Make a verbatim copy of the entries below; pictures stay out.

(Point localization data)
##########
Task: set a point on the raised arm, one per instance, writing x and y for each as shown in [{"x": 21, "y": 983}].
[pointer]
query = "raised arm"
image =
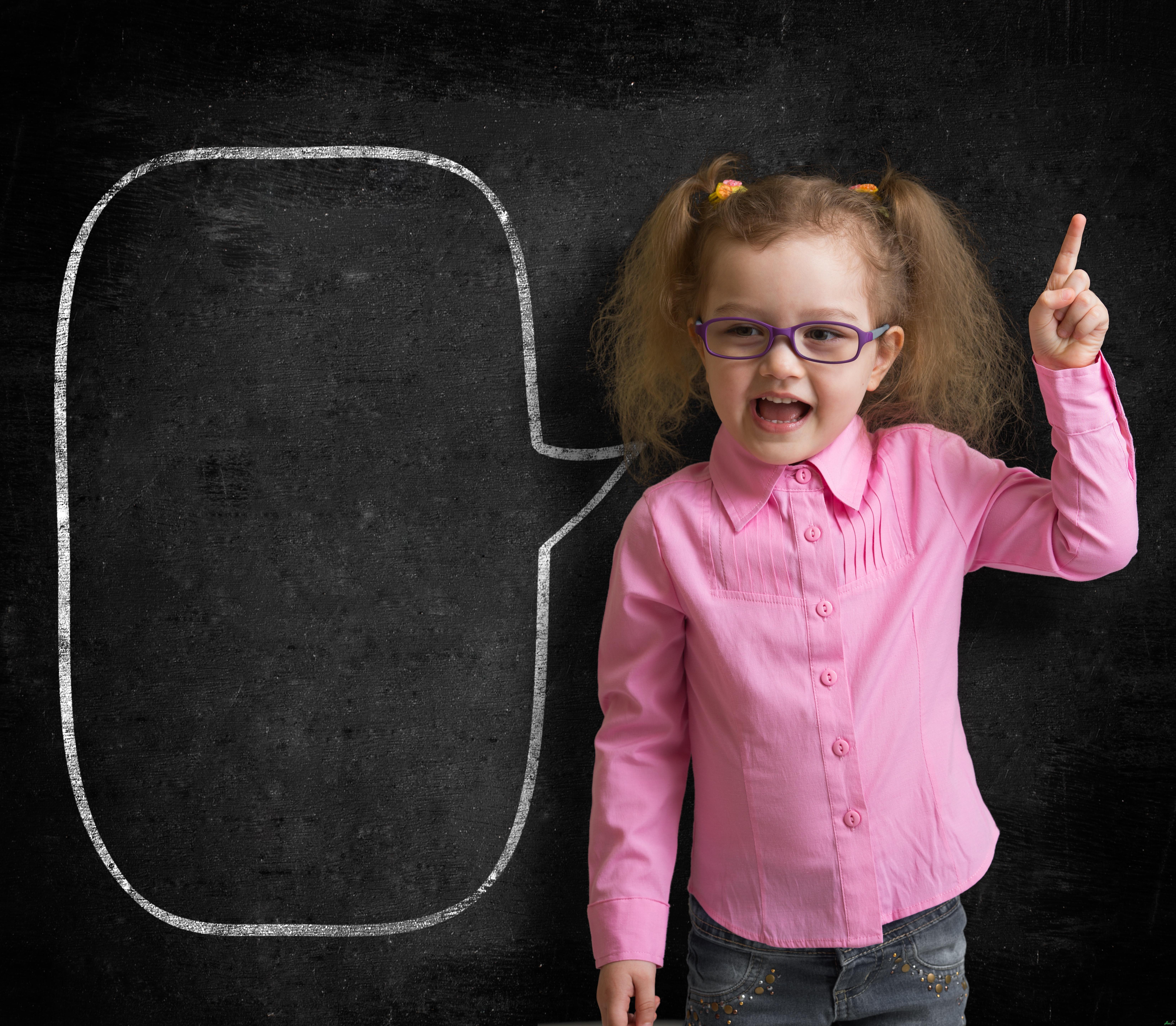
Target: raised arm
[{"x": 1082, "y": 522}]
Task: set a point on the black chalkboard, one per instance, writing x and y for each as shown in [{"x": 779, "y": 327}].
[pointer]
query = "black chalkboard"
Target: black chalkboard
[{"x": 296, "y": 321}]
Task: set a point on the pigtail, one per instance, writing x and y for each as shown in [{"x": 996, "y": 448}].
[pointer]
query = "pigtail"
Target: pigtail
[
  {"x": 639, "y": 340},
  {"x": 961, "y": 368}
]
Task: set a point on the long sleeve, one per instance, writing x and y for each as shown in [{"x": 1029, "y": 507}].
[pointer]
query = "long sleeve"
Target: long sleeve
[
  {"x": 643, "y": 752},
  {"x": 1082, "y": 522}
]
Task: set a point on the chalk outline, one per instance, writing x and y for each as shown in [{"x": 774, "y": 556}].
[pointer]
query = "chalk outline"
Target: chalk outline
[{"x": 539, "y": 691}]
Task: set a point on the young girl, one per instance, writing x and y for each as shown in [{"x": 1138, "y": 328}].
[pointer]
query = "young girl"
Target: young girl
[{"x": 787, "y": 615}]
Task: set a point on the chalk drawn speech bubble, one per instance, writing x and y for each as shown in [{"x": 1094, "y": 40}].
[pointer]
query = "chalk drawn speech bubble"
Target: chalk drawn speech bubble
[{"x": 544, "y": 555}]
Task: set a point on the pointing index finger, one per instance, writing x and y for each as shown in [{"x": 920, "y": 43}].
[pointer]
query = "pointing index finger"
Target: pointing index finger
[{"x": 1068, "y": 256}]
##########
* Finished exercise
Task: set a point on the raised arm, one per instance, writing x and y for each as shown in [{"x": 21, "y": 983}].
[pointer]
query = "raised arm"
image =
Target: raised arm
[{"x": 1082, "y": 522}]
Task: set a point on the black chalkboard, one per instance, writing x and y for each as shown in [{"x": 779, "y": 327}].
[pointer]
query = "black chalkboard"
Target: black chalkboard
[{"x": 296, "y": 321}]
Task: set a point on the pigtail, one per instance, writing x and y for each as shown in [{"x": 996, "y": 448}].
[pointer]
query = "pigtail"
Target: pigtail
[
  {"x": 639, "y": 340},
  {"x": 961, "y": 368}
]
Task: set a point on the long sleeve, one per instance, writing x and y for each as shown in [{"x": 1029, "y": 507}].
[pointer]
query = "long sleeve"
Target: long sleeve
[
  {"x": 643, "y": 752},
  {"x": 1082, "y": 522}
]
Task: set a point on the chalk outline, one per instance, writing x and y for each as shown in [{"x": 774, "y": 556}].
[pointer]
query = "chalk outline"
Target: chalk outline
[{"x": 539, "y": 691}]
Task: set a point on the young girl, one per instance, writing x and y for each as shown in [{"x": 1138, "y": 328}].
[pointer]
query = "young girl"
Target: young girl
[{"x": 787, "y": 615}]
Task: set a point on the chalk drawn speech bubble, one per instance, writing x and y for each as shown in [{"x": 1094, "y": 40}].
[pointer]
query = "chalk drawn speech bubble"
Target: chalk drawn speech bubble
[{"x": 544, "y": 555}]
Task: set a point on the pointing index finger, one per instance, writing x and y for each as shown in [{"x": 920, "y": 43}].
[pointer]
query = "pointing index finger"
Target: pointing index finger
[{"x": 1068, "y": 256}]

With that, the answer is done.